## Written task
Please reproduce every entry below word for word, leaving the pictures out of your answer.

## Listed records
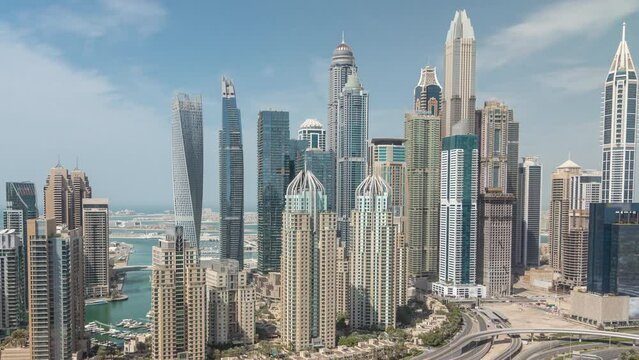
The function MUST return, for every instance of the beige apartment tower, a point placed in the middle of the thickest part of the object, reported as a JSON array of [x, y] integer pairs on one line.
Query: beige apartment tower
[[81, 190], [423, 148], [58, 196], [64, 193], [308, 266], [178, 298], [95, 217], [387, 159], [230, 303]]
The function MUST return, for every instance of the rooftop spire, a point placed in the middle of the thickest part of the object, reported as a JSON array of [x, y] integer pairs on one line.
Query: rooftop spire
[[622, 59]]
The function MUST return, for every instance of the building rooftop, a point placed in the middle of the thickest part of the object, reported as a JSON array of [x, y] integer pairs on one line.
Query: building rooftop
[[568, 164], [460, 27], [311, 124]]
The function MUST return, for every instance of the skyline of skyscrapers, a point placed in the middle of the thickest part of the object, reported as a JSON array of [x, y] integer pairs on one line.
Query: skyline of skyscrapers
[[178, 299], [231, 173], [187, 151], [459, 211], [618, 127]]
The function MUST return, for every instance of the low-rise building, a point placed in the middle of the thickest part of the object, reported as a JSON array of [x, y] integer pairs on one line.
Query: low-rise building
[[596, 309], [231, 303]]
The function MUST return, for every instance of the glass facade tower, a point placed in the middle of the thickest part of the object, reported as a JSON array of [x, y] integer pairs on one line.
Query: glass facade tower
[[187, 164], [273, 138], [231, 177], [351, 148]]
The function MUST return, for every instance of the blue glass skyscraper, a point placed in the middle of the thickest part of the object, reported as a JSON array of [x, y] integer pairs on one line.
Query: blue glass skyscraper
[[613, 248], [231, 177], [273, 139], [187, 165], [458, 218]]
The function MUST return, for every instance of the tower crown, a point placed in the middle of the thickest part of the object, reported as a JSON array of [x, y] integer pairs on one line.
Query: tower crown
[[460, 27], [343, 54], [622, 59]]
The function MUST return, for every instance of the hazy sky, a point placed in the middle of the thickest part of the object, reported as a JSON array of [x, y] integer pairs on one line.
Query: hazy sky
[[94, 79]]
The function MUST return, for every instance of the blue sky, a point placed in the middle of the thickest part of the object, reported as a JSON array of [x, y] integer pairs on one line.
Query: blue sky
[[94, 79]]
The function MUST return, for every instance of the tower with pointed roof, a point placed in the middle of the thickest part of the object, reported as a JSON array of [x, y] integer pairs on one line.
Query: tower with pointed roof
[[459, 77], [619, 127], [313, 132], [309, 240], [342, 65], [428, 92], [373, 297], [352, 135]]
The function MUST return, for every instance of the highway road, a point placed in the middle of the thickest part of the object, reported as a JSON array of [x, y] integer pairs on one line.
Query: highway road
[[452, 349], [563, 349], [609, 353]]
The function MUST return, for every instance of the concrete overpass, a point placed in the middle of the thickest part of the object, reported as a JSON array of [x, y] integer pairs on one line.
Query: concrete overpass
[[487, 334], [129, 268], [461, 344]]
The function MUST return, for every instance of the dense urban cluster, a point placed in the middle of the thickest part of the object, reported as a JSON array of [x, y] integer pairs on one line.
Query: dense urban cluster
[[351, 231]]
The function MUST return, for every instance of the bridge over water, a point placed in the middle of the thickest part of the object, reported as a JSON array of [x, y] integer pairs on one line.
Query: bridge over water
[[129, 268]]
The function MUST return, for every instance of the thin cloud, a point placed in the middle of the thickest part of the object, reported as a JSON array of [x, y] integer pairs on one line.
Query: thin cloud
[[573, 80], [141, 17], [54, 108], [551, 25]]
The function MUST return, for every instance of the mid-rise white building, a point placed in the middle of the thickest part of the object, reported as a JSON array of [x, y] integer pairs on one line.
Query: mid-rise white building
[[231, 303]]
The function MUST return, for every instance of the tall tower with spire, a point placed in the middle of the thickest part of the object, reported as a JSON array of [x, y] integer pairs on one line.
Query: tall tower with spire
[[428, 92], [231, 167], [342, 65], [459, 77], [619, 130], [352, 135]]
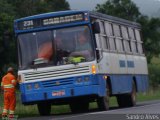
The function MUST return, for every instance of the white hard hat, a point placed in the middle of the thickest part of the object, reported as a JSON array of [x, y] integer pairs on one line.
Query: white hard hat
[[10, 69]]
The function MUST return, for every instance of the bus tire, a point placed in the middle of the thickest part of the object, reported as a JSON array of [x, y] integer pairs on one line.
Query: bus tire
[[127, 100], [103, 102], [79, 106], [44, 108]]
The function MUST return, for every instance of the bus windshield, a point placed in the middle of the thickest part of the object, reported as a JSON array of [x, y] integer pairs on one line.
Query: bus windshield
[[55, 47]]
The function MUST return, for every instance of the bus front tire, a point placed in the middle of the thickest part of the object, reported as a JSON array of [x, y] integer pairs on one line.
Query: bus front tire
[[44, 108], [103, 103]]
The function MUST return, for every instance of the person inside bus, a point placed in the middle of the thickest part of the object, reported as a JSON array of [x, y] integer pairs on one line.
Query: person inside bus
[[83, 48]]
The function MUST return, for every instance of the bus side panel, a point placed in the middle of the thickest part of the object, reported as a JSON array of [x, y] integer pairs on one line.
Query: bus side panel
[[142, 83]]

## Answer for the task
The function MUST return, for every instance of the beige apartment tower, a point placed in the middle of the thickest part of the object, reported as a JSON array of [x, y] integer pairs on one line.
Query: beige apartment tower
[[81, 190], [423, 148], [58, 196], [64, 193], [308, 266], [178, 298], [95, 217], [387, 159], [230, 303]]
The function MUST return, for every instance of the rooftop spire, a point placed in the middle of the thickest part of the object, reported as a JSON array of [x, y] integer pairs on one line.
Query: rooftop spire
[[622, 59]]
The function MUST return, for every instance of the building rooftop, a point placed in the middle of the thickest part of the object, reported as a JSON array of [x, y] integer pairs on one line.
Query: building rooftop
[[568, 164], [460, 27], [311, 124]]
The function MUST return, for every instance of the skyline of skyscrapers, a point placed in the middle of the thickest part of the object, reported as a JSON array of [x, y] integer pairs on one line.
Query: skyline of skyscrapers
[[178, 299], [231, 173], [187, 151], [459, 211], [618, 127]]
The function MUST return, for every instance of the low-rise building, a point placed in the middle of the thickest part of the object, reported as a JSON array of [x, y] integer pairs on one line.
Query: low-rise building
[[596, 309], [231, 303]]
The function MUST return, for every instance of the glass facade tower, a point placed in the middle of the thickest part of the object, reported as a JSON array of [x, y] integer pairs on one line.
Query: glass facade tower
[[187, 164], [273, 138], [231, 177], [351, 148]]
The function MUST return, for every instance of the blue glass skyscraper, a point placed in the middle of the thickest part of the object, reported as a JSON array of [x, y] integer pairs on one line.
Query: blue glass skyscraper
[[613, 248], [231, 177], [273, 139], [187, 165], [458, 218]]
The function MUST return, for every instance of the tower crown, a point placed in the middle of the thickest part of the object, reported as a JSON array of [x, y] integer pairs on one line.
Query: tower crown
[[460, 27], [343, 54], [622, 59]]
The function MUST return, for every instance of the hazy sky, a point placed in the middle of the thickest part of the object, reported as a JSON array of [x, y] integer pairs on one line.
Query: hazy sky
[[94, 79]]
The function MUST return, for every instance of the blue sky, a point placed in the middle of the thickest part of the object, reported as a JSON array of [x, y] integer pairs on one line.
Query: blue sky
[[94, 79]]
The function MUST return, for every instance of the tower with pointed roof, a point placed in the middle of the thickest part of the object, reported as a JSON array of [x, y] integer pairs on one line.
Query: tower with pointed roof
[[459, 77], [619, 127], [313, 132], [309, 240], [342, 65], [428, 92], [373, 297], [352, 135]]
The function MUST return, for every instance of the highway road, a point placed in the middle of the thickest part of the object, reported as a JSON array of [x, y] integer pairs on one line.
Query: highway road
[[452, 349], [563, 349], [609, 353]]
The function MUST return, for every instance of the concrete overpass, a point placed in the middle of the thickest part of the object, reported as a JSON array of [x, y] integer pairs on one line.
Query: concrete overpass
[[487, 334], [129, 268], [461, 344]]
The function MUST return, for every instance of the dense urban cluster, a point placed in the middle of the thickest part of the object, reported as a JSON array of [x, y] integer pairs on one line.
Query: dense urban cluster
[[351, 231]]
The function MUST return, for every instance of the bridge over water, a point placed in the middle of the thickest part of the object, reported as a JSON array of [x, y] integer pairs on one line.
Query: bridge over water
[[129, 268]]
The function MUST return, for every instance of the thin cloud, a point placed in the middle of the thickest part of the object, reported as a JSON array of [x, y] integer pairs on one line.
Query: thin cloud
[[573, 80], [141, 17], [54, 108], [551, 25]]
The function MUST return, for every instance of the mid-rise white building, a point placed in the middle of the thickest part of the object, reported as a JSON array of [x, y] integer pairs on one line.
Query: mid-rise white building
[[231, 303]]
The function MUST return, for every instance of the tall tower with spire, a point placed in the middle of the thickest part of the object, reported as a JSON array of [x, y] integer pairs on one line.
Query: tall tower with spire
[[428, 92], [231, 167], [342, 65], [459, 77], [619, 130], [352, 135]]
The function MUST return, for every instance of the white hard hat, a point placed in the middle of the thickest part of the object, reported as a JSON array of [x, y] integer pairs on one line.
Query: white hard hat
[[10, 69]]
The function MUST return, for every instance of the bus tire, a point placed in the middle of the thickest part of the object, reported as a JSON array of [x, y] integer pairs on one line.
Query: bus tire
[[127, 100], [103, 102], [79, 106], [44, 108]]
The function MUST return, for every instance of the bus windshield, a point placed in the middle of the thickest part of the object, reported as a JSON array of [x, y] integer pairs on one line.
Query: bus windshield
[[55, 47]]
The function MUST return, for every instance of the bus front tire, a point placed in the middle of the thickest part of the object, reported as a JSON array of [x, y] integer pairs on one line.
Query: bus front tire
[[44, 108], [103, 103]]
The function MUST return, for every instance of the person inside bus, a point placed in the middle of the thickest part of the object, reported as a JSON array of [x, y] integer pairs on one line.
Query: person inside bus
[[83, 48]]
The function MUST return, for every instance of the bus side panel, a point placed in the middle of the thickest part of the object, reported as a JSON array of [x, y] integer pairs on one line.
Query: bus side panel
[[142, 83]]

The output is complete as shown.